**WORK TO COMPLETE**
Return every record exactly as written.

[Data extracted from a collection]
________________

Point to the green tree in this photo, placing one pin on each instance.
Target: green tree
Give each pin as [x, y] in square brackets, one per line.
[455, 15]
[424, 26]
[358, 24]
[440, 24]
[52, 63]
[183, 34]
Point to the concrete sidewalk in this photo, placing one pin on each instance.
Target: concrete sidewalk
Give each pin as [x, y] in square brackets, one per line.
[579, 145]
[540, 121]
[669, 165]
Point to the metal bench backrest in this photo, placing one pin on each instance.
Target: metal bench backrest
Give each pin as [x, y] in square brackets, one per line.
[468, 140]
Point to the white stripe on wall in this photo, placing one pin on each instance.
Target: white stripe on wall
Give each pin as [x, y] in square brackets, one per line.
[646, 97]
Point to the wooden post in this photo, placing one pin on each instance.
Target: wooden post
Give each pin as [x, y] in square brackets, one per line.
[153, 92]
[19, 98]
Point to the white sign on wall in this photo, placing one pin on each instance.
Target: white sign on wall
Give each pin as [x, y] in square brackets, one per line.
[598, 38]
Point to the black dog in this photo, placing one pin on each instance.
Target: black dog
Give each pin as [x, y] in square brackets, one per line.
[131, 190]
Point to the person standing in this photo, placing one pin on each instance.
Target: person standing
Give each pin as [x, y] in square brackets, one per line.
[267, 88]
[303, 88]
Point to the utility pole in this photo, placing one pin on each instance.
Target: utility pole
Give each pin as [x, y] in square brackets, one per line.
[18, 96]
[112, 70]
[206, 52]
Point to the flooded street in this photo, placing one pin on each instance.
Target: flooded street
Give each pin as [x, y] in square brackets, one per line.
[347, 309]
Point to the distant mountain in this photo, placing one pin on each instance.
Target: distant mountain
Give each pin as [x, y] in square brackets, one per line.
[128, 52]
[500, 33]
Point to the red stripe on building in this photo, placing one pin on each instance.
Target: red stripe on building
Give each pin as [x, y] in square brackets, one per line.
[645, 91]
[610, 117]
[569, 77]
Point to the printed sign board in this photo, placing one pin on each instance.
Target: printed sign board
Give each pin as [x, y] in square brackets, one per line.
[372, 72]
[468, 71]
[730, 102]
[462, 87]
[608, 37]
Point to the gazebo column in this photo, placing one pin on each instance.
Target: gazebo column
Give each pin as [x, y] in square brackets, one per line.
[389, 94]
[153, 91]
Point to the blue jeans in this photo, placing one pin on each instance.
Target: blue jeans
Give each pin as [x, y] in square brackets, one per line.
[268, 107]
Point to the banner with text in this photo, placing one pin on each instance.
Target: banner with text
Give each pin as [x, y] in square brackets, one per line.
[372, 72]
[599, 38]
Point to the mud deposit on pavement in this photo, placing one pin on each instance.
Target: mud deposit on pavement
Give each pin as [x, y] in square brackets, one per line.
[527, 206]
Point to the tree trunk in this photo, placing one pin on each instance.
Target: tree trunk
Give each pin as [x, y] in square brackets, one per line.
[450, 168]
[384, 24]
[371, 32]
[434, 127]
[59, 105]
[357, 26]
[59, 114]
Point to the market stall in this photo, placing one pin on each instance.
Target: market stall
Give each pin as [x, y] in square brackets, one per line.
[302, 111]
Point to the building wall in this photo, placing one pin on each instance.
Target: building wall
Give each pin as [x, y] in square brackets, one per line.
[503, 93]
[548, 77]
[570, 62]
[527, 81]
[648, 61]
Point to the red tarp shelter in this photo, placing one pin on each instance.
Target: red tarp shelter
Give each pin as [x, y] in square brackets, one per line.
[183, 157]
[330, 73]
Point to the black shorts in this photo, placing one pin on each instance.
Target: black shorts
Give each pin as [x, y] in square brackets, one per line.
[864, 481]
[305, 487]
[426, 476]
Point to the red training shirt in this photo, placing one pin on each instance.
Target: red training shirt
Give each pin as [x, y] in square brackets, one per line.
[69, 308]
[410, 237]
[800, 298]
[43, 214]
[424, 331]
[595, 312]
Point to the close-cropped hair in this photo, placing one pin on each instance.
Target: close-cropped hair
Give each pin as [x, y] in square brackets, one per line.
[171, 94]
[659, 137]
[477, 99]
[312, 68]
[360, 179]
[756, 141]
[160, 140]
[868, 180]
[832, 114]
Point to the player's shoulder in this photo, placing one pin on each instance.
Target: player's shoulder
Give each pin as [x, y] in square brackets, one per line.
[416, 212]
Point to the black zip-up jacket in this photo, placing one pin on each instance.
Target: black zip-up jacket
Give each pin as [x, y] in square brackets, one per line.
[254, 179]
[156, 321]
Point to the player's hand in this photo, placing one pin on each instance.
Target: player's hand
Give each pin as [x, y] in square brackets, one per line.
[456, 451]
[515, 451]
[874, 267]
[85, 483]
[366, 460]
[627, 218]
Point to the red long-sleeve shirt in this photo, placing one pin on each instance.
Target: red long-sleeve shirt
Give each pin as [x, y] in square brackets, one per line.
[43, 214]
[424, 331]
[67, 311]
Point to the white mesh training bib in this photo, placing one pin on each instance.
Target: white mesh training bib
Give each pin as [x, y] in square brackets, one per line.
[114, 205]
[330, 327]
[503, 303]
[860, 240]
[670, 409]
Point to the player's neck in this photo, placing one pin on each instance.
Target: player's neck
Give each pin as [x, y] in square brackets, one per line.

________________

**SOLVED PROBLEM**
Point to the green tree in this photo, placing one pin on each instance.
Target: green tree
Give each pin as [x, y] in square brackets, one per line.
[455, 15]
[424, 26]
[358, 24]
[440, 24]
[52, 63]
[183, 34]
Point to the concrete sidewalk in this photo, placing one pin on each instance.
Target: concrete sidewalk
Give each pin as [x, y] in square brackets, one per line.
[579, 145]
[540, 121]
[669, 165]
Point to the metal bench backrest in this photo, placing one pin on each instance.
Target: metal bench backrest
Give each pin as [x, y] in square brackets, one per line.
[468, 140]
Point to the white stripe on wall in this photo, placing one pin on each instance.
Target: white stripe on wall
Give each pin as [x, y] in square brackets, one per line.
[646, 97]
Point to the wooden post in this photo, placing one pin on each instance.
Target: wooden post
Give each pin as [x, y] in square brackets, one per line.
[153, 92]
[19, 98]
Point to the white sign on wall in this photo, placing one pin on each instance.
Target: white sign on wall
Give each pin as [x, y] in square brackets, one per line.
[598, 38]
Point to the black dog in this photo, placing one pin on each instance.
Target: black dog
Give each pin as [x, y] in square brackets, one per line.
[131, 190]
Point to the person standing in this photo, placing one pin on each instance.
Target: person standing
Give each pin as [x, y] in square brackets, one per line.
[267, 88]
[303, 88]
Point to the utility pole in this photo, placing one pin on each instance.
Target: utility pole
Give each pin as [x, y] in square brackets, one per line.
[18, 96]
[112, 70]
[206, 52]
Point to the flooded street in this photo, placing one pin on each instance.
Target: flooded street
Give each pin as [x, y] in square brackets, one per line.
[347, 309]
Point to the distant mountain in this photo, placing one pin on each instance.
Target: distant mountain
Give each pin as [x, y] in square brackets, one per line.
[128, 52]
[500, 33]
Point to the red stripe on building in this photo, placing one pin on each instance.
Target: red stripe on building
Give each pin as [x, y] in square brackets, one per line.
[645, 91]
[610, 117]
[569, 77]
Point to the printed sign board in this photo, placing one pin on each instance.
Target: printed sign board
Give each pin as [x, y] in square brackets, one per line.
[372, 72]
[468, 71]
[730, 102]
[462, 87]
[608, 37]
Point to the gazebo column in this photo, placing one pin on each instance.
Target: gazebo column
Give each pin as [x, y] in square brackets, one per line.
[389, 94]
[153, 91]
Point to the blue jeans in this photo, placing one pin on each instance.
Target: blue jeans
Give each pin as [x, y] in square brackets, one per line.
[268, 107]
Point to the banner with text in this photo, placing one pin on each instance.
Target: banner with text
Give each pin as [x, y] in square brackets, one per line.
[372, 72]
[599, 38]
Point to the mud deposit on pavement in this photo, placing one pin on each instance.
Target: mud deposit on pavement
Give each pin as [x, y] in square brackets, one per line.
[527, 206]
Point to the tree trunk in this photo, placing one pin on each instance.
Target: tree trunk
Give each pin as [x, y] in square brackets, one per line.
[450, 168]
[384, 24]
[371, 32]
[434, 127]
[59, 105]
[357, 26]
[59, 114]
Point to the market stall in this photo, placing one pin on each instance.
Target: market stall
Give each pin as [x, y] in square brackets, one per line.
[302, 111]
Point to the building wall in this photo, placing one pin on each instance.
Target: building wall
Give each pin as [x, y] in square brackets, one per line.
[503, 93]
[548, 77]
[570, 62]
[527, 81]
[648, 61]
Point to the red tarp shelter in this photo, placing one pin on each instance.
Target: red tarp shelter
Give each pin as [x, y] in square brackets, one per line.
[183, 157]
[330, 73]
Point to the black shorts in this photo, placing one pin on each instance.
Target: black shorts
Give each pin as [x, y] in square brackets, one per line.
[864, 481]
[305, 487]
[426, 476]
Point to the red training shirt in this photo, placing one pin on each instance.
Target: red training shirt
Give each pin as [x, y] in square brackets, one per line.
[69, 308]
[410, 237]
[800, 298]
[43, 214]
[424, 331]
[595, 312]
Point to the close-cropped hair in this photo, placing one pin on each instance.
Target: close-cropped hair
Give each pin as [x, y] in square brackets, one per line.
[171, 94]
[659, 137]
[477, 99]
[312, 68]
[360, 179]
[756, 141]
[160, 140]
[868, 180]
[832, 114]
Point to the player's shoulder in this photo, placing one pin on each instance.
Target: player's shoulder
Give each pin as [x, y] in square brackets, one per line.
[416, 212]
Point to the black zip-up jacket in this photo, placing one pin on each instance.
Target: black zip-up jacket
Give each pin as [x, y] in square brackets, one per line.
[254, 179]
[156, 321]
Point to the player's hand in this photo, placing one pin on each instance.
Target: player's hand
Give each pin as [x, y] in square brackets, one per line.
[456, 451]
[515, 451]
[874, 267]
[85, 483]
[366, 460]
[627, 218]
Point to the red long-sleeve shirt in this photo, placing one pin on each instance.
Target: red long-sleeve shirt
Give each pin as [x, y] in square brackets, one per line.
[43, 214]
[424, 331]
[67, 311]
Point to the white mesh training bib in this photo, placing one pin on each instance.
Target: white mesh training bib
Give each pin as [x, y] in square brackets, one per line.
[114, 205]
[330, 327]
[503, 303]
[860, 240]
[670, 409]
Point to the player's neck in this photo, placing one pin on each instance.
Target: player's neck
Give each pin as [x, y] in square brackets, one per line.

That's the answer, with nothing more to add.